● WORK INSTRUCTION
An exact copy of every entry is the required answer.
Top of DATA SUPPLIED
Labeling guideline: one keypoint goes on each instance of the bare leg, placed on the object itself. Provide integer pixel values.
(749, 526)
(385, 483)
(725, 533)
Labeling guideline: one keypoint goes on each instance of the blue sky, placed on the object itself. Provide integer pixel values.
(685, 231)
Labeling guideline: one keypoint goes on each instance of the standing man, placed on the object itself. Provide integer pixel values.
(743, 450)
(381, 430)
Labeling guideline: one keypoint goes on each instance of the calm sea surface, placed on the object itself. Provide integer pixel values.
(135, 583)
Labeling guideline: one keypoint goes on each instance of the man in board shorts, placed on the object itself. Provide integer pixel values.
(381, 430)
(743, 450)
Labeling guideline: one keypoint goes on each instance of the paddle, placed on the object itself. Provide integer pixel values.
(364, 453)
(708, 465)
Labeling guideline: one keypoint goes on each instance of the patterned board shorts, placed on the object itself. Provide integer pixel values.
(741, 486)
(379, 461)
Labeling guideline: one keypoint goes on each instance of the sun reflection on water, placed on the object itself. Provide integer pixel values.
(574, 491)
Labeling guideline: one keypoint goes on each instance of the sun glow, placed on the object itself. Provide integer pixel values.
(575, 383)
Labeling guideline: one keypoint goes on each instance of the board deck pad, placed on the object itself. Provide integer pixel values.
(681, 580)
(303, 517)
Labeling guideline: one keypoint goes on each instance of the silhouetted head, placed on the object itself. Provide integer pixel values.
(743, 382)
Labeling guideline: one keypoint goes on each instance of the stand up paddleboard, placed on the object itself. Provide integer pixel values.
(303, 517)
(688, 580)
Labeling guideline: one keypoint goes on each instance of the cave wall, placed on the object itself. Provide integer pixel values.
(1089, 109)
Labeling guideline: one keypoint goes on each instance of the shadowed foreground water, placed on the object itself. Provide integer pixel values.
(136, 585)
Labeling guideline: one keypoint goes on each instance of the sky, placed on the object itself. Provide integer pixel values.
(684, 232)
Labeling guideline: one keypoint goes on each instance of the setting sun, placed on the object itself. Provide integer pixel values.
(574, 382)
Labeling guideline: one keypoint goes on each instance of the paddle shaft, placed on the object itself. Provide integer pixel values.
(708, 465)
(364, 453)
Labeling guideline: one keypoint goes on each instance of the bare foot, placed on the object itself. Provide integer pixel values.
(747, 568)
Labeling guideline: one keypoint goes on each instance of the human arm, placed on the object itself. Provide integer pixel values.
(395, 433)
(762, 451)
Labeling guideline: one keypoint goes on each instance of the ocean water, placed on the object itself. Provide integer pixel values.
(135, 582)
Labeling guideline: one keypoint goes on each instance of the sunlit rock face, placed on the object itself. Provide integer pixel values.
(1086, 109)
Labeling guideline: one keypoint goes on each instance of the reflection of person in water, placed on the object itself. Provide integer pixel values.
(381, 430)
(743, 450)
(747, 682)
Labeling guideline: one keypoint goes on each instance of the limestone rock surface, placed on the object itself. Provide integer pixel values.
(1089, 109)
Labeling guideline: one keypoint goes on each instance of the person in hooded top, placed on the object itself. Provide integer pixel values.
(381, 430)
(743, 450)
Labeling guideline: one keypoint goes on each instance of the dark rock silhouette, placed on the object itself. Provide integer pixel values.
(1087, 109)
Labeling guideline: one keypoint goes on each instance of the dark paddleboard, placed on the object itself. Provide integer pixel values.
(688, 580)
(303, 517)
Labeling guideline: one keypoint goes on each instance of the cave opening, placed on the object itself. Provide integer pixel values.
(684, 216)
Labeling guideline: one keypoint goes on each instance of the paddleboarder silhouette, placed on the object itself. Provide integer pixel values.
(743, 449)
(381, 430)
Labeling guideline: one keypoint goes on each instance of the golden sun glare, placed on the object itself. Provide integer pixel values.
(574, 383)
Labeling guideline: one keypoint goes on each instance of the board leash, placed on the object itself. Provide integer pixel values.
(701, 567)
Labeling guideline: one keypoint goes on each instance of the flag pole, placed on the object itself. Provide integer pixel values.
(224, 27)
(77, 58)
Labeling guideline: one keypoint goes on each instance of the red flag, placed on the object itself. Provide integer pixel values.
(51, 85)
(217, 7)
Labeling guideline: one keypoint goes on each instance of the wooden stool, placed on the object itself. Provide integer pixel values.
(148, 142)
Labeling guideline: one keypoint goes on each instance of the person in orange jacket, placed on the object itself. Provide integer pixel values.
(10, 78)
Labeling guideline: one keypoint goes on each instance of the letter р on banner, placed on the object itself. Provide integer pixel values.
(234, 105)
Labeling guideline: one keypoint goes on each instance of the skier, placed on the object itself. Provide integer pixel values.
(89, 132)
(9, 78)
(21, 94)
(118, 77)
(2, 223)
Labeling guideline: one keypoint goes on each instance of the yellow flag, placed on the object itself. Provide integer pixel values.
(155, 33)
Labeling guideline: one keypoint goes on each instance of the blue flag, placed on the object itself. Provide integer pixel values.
Bottom of DATA SUPPLIED
● REPLY
Labeling guideline: one keypoint goes on each instance of the bare leg, placed on the object itself. Provide integer pixel values.
(749, 526)
(385, 483)
(725, 533)
Labeling guideline: one keypoint goes on each instance of the blue sky, placed on the object itself. Provide integer pixel values.
(685, 231)
Labeling guideline: one keypoint goes on each instance of the standing man, placed on the object itself. Provide integer pixel values.
(743, 450)
(381, 430)
Labeling guideline: one keypoint goes on each instance of the calm sea surface, placed on the object itself. Provide integer pixel values.
(135, 583)
Labeling guideline: one keypoint goes on each instance of the man in board shorts, placed on the object itself. Provide integer pixel values.
(381, 430)
(743, 450)
Labeling guideline: one keypoint goes on each instance of the paddle, placed on the object itself. Provide integer pixel values.
(364, 453)
(708, 465)
Labeling guideline: one keypoint goes on each instance of the patterned board shorts, placed on the object itself. Provide integer pixel values.
(741, 486)
(379, 461)
Labeling guideline: one keypoint goes on each instance of the sun reflection on water, placed on the object itself. Provide integer pixel values.
(574, 491)
Labeling guideline: one keypoint goes on each instance of the sun glow, placed on the object itself. Provide integer pixel values.
(575, 383)
Labeling guideline: one keypoint goes on each instance of the board deck pad, placed on the object itself. Provide integer pixel values.
(681, 580)
(303, 517)
Labeling guideline: one keypoint goes on each instance of the silhouetted head, placed on the object itself. Provide integer pixel values.
(743, 382)
Labeling guideline: one keypoint goes on each instance of the stand up paddleboard, placed on the object itself. Provide integer pixel values.
(303, 517)
(688, 580)
Labeling guideline: one keypoint goes on each instance of the cave wall, placed on the object itself. Provide integer pixel values.
(1089, 109)
Labeling guideline: one keypoint goes on each instance of the shadowed foreground water, placed on the object itself. Provide integer pixel values.
(136, 585)
Labeling guideline: one keypoint goes on each instance of the sky, placed on the object itself. Provide integer pixel values.
(684, 232)
Labeling guideline: one keypoint goes on each instance of the setting sun, placed on the object itself. Provide integer pixel values.
(574, 382)
Labeling guideline: one keypoint goes on each instance of the paddle shaft, placed on the object itself. Provide integer pixel values.
(708, 465)
(364, 453)
Labeling guideline: one keypoint goes on each instance of the bare foot, placed on the object itself. Provide integer pixel values.
(747, 568)
Labeling guideline: one keypoint goes on each instance of the human arm, placed on the object itself. Provide integer pixel values.
(395, 433)
(762, 451)
Labeling guideline: one keypoint goes on each instance of the ocean water, placed on the object itself. Provide integer pixel values.
(135, 582)
Labeling guideline: one keypoint goes on each instance of the sunlit rock face, placed on the object itself. Provide integer pixel values.
(1086, 109)
Labeling guideline: one keypoint goes on each instance of the reflection of person in water, placed on the object itself. Provide integer pixel values.
(381, 430)
(743, 450)
(747, 682)
Labeling guideline: one keypoint goes on each instance of the limestone rock surface, placed on the object itself. Provide integer pixel values.
(1089, 109)
Labeling guideline: one keypoint goes on each instance of the person in hooded top, placed on the object itself. Provide integer pixel values.
(381, 430)
(743, 450)
Labeling guideline: one keypoint goes on each instance of the dark rock silhouette, placed on the object itself. Provide integer pixel values.
(1087, 109)
Labeling guideline: one keypoint goes on each instance of the dark paddleboard, placed on the object itself. Provide integer pixel values.
(688, 580)
(303, 517)
Labeling guideline: one keypoint goes on each instance of the cave opening, placed on the object itself. Provide integer pixel values.
(684, 216)
Labeling guideline: one keypoint goes on each instance of the paddleboarder silhouette, placed on the object itself. Provide integer pixel values.
(743, 449)
(381, 430)
Labeling guideline: one keypoint goes on each instance of the golden sun glare, placed on the object itself. Provide integer pixel values.
(574, 383)
Labeling guideline: one keypoint goes on each instance of the board leash, placed on the object itself. Provide integer pixel values.
(701, 567)
Labeling guideline: one keypoint goes on each instance of the flag pole, placed on the object itself. Provide integer pixel values.
(224, 27)
(77, 58)
Labeling guideline: one keypoint goes on each instance of the red flag, placed on the object itself. Provide integer pixel values.
(51, 85)
(217, 7)
Labeling guideline: one keypoint goes on each instance of the wooden stool, placed on the object itself. Provide integer pixel values.
(148, 142)
Labeling guideline: one keypoint goes on each instance of the person in orange jacket, placed on the object itself. Provide integer pixel values.
(10, 78)
Labeling guideline: one keypoint goes on each instance of the letter р on banner, placed on the object itself. Provide integer pixel values.
(234, 105)
Labeling guideline: one keypoint goes on each instance of the skier, placed on the object itself. Provide integer pixel values.
(89, 132)
(9, 78)
(21, 94)
(118, 77)
(2, 223)
Labeling guideline: one keypoint goes on each instance of the yellow flag, placed on the object itself. Provide integer pixel values.
(155, 33)
Labeling guideline: one keypoint goes on each instance of the blue flag, placed on the object itself. Provide integer pixel values.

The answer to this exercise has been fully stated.